■ Directions: Show every line of the records that contains the word "wearing", copying each such line in full.

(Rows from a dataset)
"""

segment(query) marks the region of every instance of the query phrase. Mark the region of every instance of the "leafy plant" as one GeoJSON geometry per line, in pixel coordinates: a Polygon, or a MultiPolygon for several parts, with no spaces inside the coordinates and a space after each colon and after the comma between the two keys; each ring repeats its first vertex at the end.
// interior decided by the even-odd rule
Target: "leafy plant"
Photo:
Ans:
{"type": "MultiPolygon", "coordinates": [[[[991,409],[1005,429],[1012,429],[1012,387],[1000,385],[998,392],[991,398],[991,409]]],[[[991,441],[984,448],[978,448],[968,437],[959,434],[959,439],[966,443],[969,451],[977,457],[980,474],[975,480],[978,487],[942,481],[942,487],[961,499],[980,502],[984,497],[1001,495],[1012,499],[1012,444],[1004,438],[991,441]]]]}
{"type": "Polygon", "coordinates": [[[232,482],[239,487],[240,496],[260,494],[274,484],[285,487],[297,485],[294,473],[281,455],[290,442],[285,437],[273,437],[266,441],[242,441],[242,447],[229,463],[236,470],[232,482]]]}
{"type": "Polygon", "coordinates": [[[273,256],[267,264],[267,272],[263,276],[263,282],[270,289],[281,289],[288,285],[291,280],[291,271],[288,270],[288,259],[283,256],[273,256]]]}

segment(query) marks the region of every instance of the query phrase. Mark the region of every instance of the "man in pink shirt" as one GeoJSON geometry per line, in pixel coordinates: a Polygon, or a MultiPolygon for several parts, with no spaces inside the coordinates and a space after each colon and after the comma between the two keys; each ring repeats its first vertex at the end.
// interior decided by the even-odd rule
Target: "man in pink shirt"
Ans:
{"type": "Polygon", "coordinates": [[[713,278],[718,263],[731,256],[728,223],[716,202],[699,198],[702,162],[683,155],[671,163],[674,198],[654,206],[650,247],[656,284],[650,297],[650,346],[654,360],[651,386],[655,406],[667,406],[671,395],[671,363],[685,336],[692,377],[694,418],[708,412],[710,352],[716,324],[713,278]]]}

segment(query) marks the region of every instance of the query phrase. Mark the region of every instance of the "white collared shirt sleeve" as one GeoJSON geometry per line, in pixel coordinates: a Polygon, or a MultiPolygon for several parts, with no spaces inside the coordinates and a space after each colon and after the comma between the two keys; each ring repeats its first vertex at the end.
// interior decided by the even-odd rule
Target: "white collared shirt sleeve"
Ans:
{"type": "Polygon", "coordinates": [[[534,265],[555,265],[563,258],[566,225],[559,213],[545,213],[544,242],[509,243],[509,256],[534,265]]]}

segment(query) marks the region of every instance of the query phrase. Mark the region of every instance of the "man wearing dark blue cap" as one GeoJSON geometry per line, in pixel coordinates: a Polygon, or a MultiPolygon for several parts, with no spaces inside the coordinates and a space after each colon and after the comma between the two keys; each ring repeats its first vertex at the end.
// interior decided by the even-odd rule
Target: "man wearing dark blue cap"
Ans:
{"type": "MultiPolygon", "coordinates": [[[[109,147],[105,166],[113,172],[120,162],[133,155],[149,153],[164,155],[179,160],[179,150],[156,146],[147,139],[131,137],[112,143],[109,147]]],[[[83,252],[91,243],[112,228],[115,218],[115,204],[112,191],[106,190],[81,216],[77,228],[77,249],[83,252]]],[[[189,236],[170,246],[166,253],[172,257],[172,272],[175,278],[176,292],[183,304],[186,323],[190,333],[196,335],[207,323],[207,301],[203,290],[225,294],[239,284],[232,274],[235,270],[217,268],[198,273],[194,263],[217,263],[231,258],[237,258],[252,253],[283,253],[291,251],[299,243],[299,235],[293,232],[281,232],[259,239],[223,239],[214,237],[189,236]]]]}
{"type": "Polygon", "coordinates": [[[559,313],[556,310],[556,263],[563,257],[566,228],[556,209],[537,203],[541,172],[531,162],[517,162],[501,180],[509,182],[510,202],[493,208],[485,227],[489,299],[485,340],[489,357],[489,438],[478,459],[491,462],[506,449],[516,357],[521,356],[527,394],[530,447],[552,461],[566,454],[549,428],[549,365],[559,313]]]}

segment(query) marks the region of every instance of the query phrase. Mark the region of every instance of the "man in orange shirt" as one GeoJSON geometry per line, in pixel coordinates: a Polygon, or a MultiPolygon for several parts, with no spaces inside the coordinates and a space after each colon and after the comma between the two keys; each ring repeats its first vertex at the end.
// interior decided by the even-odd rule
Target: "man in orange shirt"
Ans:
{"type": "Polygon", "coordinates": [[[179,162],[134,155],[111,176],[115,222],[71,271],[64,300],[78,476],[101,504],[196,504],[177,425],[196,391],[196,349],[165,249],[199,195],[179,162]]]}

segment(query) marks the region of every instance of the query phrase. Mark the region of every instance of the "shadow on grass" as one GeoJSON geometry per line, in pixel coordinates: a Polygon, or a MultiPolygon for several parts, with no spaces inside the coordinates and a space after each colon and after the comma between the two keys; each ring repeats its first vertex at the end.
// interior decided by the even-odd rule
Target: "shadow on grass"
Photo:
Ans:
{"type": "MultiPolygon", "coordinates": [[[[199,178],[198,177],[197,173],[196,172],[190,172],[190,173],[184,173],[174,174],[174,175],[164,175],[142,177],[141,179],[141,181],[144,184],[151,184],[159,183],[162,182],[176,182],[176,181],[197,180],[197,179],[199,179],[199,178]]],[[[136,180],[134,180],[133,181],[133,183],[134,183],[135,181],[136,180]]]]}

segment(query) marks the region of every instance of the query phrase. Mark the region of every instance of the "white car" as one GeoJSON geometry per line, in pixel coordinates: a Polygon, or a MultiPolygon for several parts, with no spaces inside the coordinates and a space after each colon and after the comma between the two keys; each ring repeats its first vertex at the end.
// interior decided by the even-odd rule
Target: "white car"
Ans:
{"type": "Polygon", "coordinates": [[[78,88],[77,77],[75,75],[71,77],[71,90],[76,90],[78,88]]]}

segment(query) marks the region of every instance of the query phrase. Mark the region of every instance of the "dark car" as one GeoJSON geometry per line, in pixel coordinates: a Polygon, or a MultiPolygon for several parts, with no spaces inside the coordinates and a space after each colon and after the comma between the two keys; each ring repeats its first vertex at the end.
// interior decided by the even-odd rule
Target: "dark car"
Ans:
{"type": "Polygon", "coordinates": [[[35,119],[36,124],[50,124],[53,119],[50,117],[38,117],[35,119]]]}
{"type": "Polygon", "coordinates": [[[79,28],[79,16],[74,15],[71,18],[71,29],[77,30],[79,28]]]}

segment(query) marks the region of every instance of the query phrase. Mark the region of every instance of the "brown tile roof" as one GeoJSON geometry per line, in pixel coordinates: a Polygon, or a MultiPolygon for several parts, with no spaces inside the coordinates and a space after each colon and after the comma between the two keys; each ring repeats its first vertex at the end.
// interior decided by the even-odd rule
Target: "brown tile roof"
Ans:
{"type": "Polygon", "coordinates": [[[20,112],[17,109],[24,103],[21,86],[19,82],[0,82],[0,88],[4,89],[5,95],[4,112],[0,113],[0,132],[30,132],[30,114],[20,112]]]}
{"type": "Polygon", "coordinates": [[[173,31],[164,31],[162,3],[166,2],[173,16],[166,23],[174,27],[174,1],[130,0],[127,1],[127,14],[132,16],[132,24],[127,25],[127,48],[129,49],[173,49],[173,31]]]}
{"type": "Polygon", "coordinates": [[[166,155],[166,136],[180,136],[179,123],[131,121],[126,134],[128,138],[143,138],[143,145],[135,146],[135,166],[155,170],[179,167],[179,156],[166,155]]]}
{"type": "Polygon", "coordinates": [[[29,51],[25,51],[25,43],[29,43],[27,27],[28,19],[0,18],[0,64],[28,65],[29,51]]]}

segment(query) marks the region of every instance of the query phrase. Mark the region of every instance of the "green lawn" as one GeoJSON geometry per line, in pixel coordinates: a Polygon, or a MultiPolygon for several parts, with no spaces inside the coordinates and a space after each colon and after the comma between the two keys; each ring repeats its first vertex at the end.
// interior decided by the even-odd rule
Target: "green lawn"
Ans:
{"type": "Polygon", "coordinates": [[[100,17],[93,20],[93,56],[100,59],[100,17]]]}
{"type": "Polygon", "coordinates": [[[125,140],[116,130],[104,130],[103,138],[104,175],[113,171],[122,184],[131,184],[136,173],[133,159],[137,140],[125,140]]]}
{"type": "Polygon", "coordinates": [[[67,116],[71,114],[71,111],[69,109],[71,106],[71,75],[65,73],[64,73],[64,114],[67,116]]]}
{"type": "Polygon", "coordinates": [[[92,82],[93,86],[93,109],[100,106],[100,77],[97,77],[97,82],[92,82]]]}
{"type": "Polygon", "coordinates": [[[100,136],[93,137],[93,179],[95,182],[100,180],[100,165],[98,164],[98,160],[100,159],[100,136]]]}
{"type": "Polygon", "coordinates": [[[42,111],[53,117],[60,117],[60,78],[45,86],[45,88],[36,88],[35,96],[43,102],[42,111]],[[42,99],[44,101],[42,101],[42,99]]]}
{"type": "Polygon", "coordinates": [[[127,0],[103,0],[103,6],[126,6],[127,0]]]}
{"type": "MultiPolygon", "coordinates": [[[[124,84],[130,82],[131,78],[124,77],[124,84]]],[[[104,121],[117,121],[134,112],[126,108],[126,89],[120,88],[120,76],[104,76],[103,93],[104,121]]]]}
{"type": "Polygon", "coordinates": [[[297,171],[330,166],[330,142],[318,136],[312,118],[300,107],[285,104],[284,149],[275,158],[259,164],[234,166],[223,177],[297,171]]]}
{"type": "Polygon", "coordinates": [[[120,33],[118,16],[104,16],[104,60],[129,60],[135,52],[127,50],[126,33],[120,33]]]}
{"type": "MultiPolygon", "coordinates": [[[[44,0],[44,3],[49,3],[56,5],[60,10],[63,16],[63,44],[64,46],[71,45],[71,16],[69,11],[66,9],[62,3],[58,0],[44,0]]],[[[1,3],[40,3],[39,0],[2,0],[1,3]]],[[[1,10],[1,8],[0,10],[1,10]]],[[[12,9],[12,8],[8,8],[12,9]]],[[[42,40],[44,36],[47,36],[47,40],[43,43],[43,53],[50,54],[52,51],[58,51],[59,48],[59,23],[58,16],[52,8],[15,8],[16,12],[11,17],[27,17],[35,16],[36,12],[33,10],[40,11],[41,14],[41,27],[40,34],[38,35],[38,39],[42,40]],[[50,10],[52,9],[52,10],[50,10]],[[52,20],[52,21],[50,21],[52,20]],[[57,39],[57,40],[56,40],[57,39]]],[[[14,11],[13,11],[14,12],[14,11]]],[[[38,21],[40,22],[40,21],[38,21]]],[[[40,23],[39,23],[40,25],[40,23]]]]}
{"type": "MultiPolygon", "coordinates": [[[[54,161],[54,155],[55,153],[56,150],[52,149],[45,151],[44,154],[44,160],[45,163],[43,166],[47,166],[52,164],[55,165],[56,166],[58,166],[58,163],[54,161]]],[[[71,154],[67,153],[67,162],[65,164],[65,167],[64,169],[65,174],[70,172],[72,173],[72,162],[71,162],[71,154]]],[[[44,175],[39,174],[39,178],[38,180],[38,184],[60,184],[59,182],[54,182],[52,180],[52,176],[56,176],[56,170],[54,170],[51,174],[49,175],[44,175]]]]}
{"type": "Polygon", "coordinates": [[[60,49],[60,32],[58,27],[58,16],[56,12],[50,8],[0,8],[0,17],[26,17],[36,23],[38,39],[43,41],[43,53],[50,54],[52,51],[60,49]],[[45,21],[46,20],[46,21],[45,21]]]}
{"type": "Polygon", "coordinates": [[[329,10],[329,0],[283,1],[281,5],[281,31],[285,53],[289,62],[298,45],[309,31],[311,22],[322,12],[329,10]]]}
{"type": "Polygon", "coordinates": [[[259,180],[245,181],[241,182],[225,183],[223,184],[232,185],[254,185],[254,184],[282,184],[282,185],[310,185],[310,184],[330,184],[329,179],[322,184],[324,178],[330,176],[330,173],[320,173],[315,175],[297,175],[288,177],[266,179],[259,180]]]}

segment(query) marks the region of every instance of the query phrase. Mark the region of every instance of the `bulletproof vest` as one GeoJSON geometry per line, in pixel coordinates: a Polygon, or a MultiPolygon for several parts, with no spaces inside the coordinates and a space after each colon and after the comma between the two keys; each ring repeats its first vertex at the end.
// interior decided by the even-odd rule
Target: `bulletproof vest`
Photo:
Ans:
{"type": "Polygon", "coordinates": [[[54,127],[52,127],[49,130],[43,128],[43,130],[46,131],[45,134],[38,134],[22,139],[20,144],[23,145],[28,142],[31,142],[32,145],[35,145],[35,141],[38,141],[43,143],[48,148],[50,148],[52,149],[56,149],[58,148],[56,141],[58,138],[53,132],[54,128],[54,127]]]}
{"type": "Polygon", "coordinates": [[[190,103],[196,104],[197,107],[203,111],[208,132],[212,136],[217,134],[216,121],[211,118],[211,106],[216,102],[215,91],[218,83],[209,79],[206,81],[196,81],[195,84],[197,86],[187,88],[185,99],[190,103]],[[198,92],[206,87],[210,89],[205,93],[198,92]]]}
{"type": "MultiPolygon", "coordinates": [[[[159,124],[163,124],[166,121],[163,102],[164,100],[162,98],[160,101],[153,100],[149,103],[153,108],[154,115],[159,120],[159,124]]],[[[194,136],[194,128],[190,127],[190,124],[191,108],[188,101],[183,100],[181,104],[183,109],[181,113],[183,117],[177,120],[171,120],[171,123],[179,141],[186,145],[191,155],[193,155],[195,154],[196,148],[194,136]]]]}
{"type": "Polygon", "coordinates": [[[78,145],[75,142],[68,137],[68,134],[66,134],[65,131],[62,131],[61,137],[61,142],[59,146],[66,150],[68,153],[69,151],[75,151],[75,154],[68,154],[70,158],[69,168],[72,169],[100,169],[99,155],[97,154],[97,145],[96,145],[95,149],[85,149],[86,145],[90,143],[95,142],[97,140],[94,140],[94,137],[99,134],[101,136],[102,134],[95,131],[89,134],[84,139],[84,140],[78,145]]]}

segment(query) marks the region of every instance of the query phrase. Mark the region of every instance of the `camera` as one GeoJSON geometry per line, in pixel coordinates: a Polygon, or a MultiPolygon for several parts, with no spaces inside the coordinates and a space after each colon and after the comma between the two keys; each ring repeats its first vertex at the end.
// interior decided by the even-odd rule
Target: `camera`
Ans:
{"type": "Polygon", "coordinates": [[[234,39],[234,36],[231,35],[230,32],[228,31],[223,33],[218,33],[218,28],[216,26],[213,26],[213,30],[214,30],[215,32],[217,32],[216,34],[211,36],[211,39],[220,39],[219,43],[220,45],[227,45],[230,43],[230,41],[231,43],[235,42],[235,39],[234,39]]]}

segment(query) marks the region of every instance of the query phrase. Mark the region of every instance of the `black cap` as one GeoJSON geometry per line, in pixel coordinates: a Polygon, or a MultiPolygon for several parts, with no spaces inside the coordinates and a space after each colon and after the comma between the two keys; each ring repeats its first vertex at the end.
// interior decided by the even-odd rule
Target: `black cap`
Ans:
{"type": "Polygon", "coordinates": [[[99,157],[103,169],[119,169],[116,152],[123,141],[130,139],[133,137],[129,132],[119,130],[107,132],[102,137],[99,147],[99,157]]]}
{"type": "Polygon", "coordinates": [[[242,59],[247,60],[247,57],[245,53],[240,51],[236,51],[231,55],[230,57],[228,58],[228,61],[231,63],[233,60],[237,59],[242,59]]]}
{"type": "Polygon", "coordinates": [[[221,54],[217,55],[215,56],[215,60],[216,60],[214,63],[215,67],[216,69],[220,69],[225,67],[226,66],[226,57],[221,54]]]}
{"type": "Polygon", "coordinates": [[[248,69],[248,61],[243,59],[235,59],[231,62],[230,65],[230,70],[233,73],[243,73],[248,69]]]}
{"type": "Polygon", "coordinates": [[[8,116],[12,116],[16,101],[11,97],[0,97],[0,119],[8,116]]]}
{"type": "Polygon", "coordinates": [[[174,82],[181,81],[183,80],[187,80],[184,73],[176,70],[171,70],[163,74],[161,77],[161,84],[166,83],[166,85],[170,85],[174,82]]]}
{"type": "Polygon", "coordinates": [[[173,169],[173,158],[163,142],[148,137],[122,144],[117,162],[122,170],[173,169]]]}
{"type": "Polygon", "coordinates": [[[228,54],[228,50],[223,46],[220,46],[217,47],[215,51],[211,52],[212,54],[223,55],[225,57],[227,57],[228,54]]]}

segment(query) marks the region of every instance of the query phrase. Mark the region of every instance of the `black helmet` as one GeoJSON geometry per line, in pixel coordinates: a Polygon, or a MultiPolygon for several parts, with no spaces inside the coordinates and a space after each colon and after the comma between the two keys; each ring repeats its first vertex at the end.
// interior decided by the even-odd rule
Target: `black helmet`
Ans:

"""

■ Full response:
segment(query) marks the region of every instance of the query phrase. Mark the region of every instance of the "man wearing dark blue cap" as one GeoJSON geometry per line, in pixel coordinates: a Polygon, or a MultiPolygon for several parts, with no spaces inside the coordinates and a space after each colon and after the comma between the two keys; each ring repeats its first vertex at the end.
Target: "man wearing dark blue cap"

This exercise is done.